*SUPPLIED PASSAGE:*
▼▼▼

Went to a party and lost my head

Leo Tolstoy in Yasnaya Polyana, 1908. Photo: Sergey Prokudin-Gorsky.

When he wrote his first diary entry in March of 1847, Russian novelist Leo Tolstoy was 18 years old and six days into a spell at hospital being treated for gonorrhoea, motivated to keep a record of his days as he was “concerned with the development of [his] own faculties.” For 63 years he continued, his final entry arriving on 3rd November 1910 with death fast approaching, a string of incredible achievements behind him. The following entry was written in 1851 when Tolstoy was still young and in love—or maybe imagining that he was. There were rules to live by, parties to attend, and large mammals to regret buying.

The Diary Entry
Tolstoy’s diary. Leo Tolstoy State Museum, Prechistenka. Wikimedia.

25 January

I’ve fallen in love or imagine that I have; went to a party and lost my head. Bought a horse which I don’t need at all.

Rules. Don’t offer a price for a thing you don’t need. On arriving at a ball, ask someone to dance at once and take a turn with her at a waltz or a polka.

Think about ways of putting my affairs in order this evening. Stay at home.


Further Reading

Since 1917 various English language translations of Tolstoy’s diaries have emerged, some of which can be found online. But it’s definitely worth buying the diaries as edited and translated in the 1980s by Professor Reginald F. Christian, who died in 2018. In 2010, his work was reissued by Faber in two chunks: Volume 1: 1847-1894 & Volume 2: 1895-1910. Both are highly recommended.


Diary entry excerpted from Tolstoy’s Diaries, Volume 1, 1847-1894, Athlone Press 1985, reprinted by Faber & Faber in 2010. Edited and translated by R. F. Christian; quoted by kind permission of his daughter, Jessica Christian Stiller.

▲▲▲

*DATA PROVIDED:*
▼▼▼

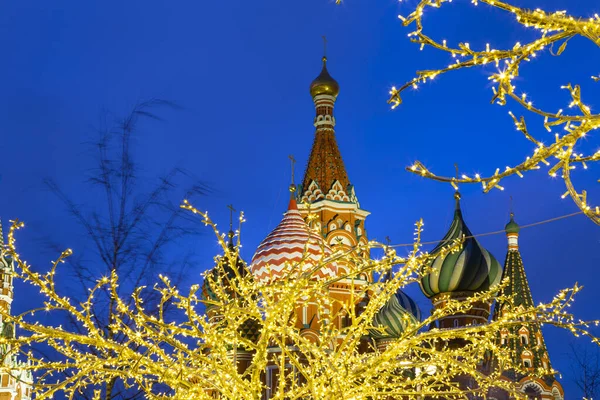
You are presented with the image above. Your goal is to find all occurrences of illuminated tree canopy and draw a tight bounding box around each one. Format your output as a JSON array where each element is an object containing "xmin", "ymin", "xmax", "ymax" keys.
[
  {"xmin": 1, "ymin": 202, "xmax": 598, "ymax": 400},
  {"xmin": 358, "ymin": 0, "xmax": 600, "ymax": 224}
]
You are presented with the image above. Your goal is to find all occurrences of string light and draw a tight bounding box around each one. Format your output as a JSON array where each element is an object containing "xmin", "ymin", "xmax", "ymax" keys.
[
  {"xmin": 0, "ymin": 201, "xmax": 599, "ymax": 400},
  {"xmin": 370, "ymin": 0, "xmax": 600, "ymax": 224}
]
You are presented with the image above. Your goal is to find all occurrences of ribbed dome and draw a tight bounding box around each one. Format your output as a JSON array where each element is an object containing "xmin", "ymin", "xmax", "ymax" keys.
[
  {"xmin": 504, "ymin": 213, "xmax": 521, "ymax": 234},
  {"xmin": 310, "ymin": 57, "xmax": 340, "ymax": 97},
  {"xmin": 420, "ymin": 195, "xmax": 502, "ymax": 297},
  {"xmin": 250, "ymin": 199, "xmax": 337, "ymax": 282},
  {"xmin": 370, "ymin": 290, "xmax": 421, "ymax": 339}
]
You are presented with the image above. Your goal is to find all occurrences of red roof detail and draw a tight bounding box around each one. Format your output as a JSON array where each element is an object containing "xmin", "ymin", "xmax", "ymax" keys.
[
  {"xmin": 300, "ymin": 130, "xmax": 350, "ymax": 197},
  {"xmin": 250, "ymin": 208, "xmax": 337, "ymax": 282}
]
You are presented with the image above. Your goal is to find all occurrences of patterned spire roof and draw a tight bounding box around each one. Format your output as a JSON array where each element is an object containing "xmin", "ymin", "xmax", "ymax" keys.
[
  {"xmin": 250, "ymin": 199, "xmax": 337, "ymax": 282},
  {"xmin": 300, "ymin": 129, "xmax": 350, "ymax": 196},
  {"xmin": 420, "ymin": 193, "xmax": 502, "ymax": 297},
  {"xmin": 492, "ymin": 222, "xmax": 556, "ymax": 385}
]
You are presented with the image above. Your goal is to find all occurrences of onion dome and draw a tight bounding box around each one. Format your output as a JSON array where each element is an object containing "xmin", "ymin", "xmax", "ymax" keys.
[
  {"xmin": 310, "ymin": 57, "xmax": 340, "ymax": 97},
  {"xmin": 250, "ymin": 198, "xmax": 337, "ymax": 282},
  {"xmin": 370, "ymin": 290, "xmax": 421, "ymax": 340},
  {"xmin": 420, "ymin": 192, "xmax": 502, "ymax": 298},
  {"xmin": 504, "ymin": 213, "xmax": 521, "ymax": 235}
]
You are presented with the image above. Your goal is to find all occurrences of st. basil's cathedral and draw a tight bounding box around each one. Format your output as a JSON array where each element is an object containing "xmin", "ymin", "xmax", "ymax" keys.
[{"xmin": 203, "ymin": 57, "xmax": 564, "ymax": 400}]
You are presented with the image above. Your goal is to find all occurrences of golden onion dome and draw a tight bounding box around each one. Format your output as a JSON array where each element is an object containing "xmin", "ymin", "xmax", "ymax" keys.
[{"xmin": 310, "ymin": 57, "xmax": 340, "ymax": 97}]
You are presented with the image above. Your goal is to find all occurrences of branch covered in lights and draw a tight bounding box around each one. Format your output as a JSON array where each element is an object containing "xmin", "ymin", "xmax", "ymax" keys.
[
  {"xmin": 0, "ymin": 202, "xmax": 598, "ymax": 400},
  {"xmin": 370, "ymin": 0, "xmax": 600, "ymax": 224}
]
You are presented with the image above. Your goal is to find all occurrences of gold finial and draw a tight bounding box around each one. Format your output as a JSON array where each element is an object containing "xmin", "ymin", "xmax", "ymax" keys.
[
  {"xmin": 288, "ymin": 154, "xmax": 296, "ymax": 193},
  {"xmin": 452, "ymin": 164, "xmax": 460, "ymax": 200}
]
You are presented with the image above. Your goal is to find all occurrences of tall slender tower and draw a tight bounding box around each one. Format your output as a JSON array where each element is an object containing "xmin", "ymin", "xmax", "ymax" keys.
[
  {"xmin": 297, "ymin": 47, "xmax": 369, "ymax": 278},
  {"xmin": 492, "ymin": 213, "xmax": 564, "ymax": 400},
  {"xmin": 0, "ymin": 221, "xmax": 33, "ymax": 400}
]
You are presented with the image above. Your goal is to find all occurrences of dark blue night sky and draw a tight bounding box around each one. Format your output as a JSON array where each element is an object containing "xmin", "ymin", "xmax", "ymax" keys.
[{"xmin": 0, "ymin": 0, "xmax": 600, "ymax": 398}]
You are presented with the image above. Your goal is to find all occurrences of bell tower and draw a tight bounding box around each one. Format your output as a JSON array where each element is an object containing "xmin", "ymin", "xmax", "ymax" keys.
[{"xmin": 296, "ymin": 42, "xmax": 369, "ymax": 279}]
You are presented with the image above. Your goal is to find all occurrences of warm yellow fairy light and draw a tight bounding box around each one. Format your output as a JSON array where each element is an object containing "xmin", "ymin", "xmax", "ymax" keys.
[
  {"xmin": 364, "ymin": 0, "xmax": 600, "ymax": 224},
  {"xmin": 0, "ymin": 202, "xmax": 598, "ymax": 400}
]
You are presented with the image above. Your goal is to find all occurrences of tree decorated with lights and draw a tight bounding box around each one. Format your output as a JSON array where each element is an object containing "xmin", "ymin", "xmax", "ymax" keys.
[
  {"xmin": 0, "ymin": 29, "xmax": 599, "ymax": 400},
  {"xmin": 366, "ymin": 0, "xmax": 600, "ymax": 224},
  {"xmin": 0, "ymin": 203, "xmax": 597, "ymax": 399}
]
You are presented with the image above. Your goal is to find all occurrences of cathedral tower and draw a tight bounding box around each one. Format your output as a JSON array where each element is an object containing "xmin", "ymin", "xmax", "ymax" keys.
[
  {"xmin": 492, "ymin": 213, "xmax": 564, "ymax": 400},
  {"xmin": 297, "ymin": 51, "xmax": 369, "ymax": 278}
]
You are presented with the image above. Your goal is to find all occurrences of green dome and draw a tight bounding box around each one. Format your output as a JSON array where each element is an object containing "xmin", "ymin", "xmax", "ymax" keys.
[
  {"xmin": 420, "ymin": 195, "xmax": 502, "ymax": 298},
  {"xmin": 369, "ymin": 290, "xmax": 421, "ymax": 339},
  {"xmin": 504, "ymin": 213, "xmax": 521, "ymax": 233}
]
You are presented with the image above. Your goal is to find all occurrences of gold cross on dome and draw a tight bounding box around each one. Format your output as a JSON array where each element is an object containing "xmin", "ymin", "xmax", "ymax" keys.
[
  {"xmin": 288, "ymin": 154, "xmax": 296, "ymax": 185},
  {"xmin": 227, "ymin": 204, "xmax": 237, "ymax": 231}
]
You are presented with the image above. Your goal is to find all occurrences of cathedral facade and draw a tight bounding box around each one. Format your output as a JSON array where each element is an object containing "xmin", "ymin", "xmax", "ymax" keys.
[{"xmin": 203, "ymin": 53, "xmax": 564, "ymax": 400}]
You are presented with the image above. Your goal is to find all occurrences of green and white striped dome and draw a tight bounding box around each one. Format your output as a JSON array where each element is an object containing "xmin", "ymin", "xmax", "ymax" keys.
[
  {"xmin": 420, "ymin": 193, "xmax": 502, "ymax": 298},
  {"xmin": 369, "ymin": 290, "xmax": 421, "ymax": 339}
]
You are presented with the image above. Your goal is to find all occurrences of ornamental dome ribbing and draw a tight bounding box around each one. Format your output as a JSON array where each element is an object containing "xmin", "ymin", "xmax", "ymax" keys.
[
  {"xmin": 420, "ymin": 193, "xmax": 502, "ymax": 298},
  {"xmin": 310, "ymin": 57, "xmax": 340, "ymax": 97},
  {"xmin": 369, "ymin": 290, "xmax": 421, "ymax": 339},
  {"xmin": 250, "ymin": 199, "xmax": 337, "ymax": 282},
  {"xmin": 504, "ymin": 213, "xmax": 521, "ymax": 234}
]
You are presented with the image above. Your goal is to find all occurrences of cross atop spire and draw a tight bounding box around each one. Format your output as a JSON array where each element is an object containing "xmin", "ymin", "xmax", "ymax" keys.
[
  {"xmin": 227, "ymin": 204, "xmax": 237, "ymax": 245},
  {"xmin": 288, "ymin": 154, "xmax": 296, "ymax": 197}
]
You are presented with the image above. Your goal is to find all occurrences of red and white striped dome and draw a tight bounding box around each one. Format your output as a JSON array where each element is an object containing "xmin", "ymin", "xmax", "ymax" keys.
[{"xmin": 250, "ymin": 199, "xmax": 337, "ymax": 282}]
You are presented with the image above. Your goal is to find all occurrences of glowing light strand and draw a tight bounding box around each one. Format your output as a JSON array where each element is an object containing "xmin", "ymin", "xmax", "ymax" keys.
[
  {"xmin": 0, "ymin": 202, "xmax": 599, "ymax": 400},
  {"xmin": 368, "ymin": 0, "xmax": 600, "ymax": 224}
]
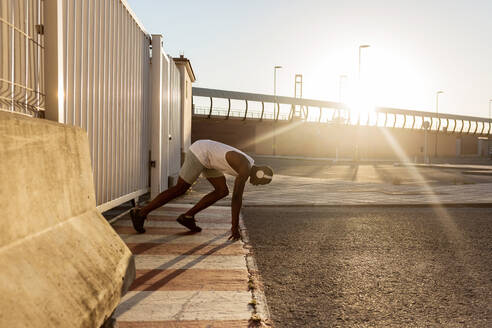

▲▲▲

*WHAT THIS EXERCISE ASKS:*
a: In the Tolstoy diary text, how old was Tolstoy when he wrote his first diary entry?
b: Based on the Tolstoy diary text, say whether each statement agrees with it, and quote the words that decide it: (i) Tolstoy's final diary entry was written on 3rd November 1910. (ii) Faber reissued the translated diaries in 2010 in three volumes. (iii) One of the rules in the 25 January entry says to wait a while before asking someone to dance at a ball.
c: Rewrite the part of the Tolstoy diary text that opens with the words containing "Further Reading" and closes with "Jessica Christian Stiller.", renaming "Athlone Press" as "Oxford University Press".

*SOLUTIONS TO THE EXERCISE:*
a: He was 18 years old.

b:
(i) Yes: "his final entry arriving on 3rd November 1910"
(ii) No: "his work was reissued by Faber in two chunks"
(iii) No: "ask someone to dance at once"

c:
Further Reading

Since 1917 various English language translations of Tolstoy’s diaries have emerged, some of which can be found online. But it’s definitely worth buying the diaries as edited and translated in the 1980s by Professor Reginald F. Christian, who died in 2018. In 2010, his work was reissued by Faber in two chunks: Volume 1: 1847-1894 & Volume 2: 1895-1910. Both are highly recommended.


Diary entry excerpted from Tolstoy’s Diaries, Volume 1, 1847-1894, Oxford University Press 1985, reprinted by Faber & Faber in 2010. Edited and translated by R. F. Christian; quoted by kind permission of his daughter, Jessica Christian Stiller.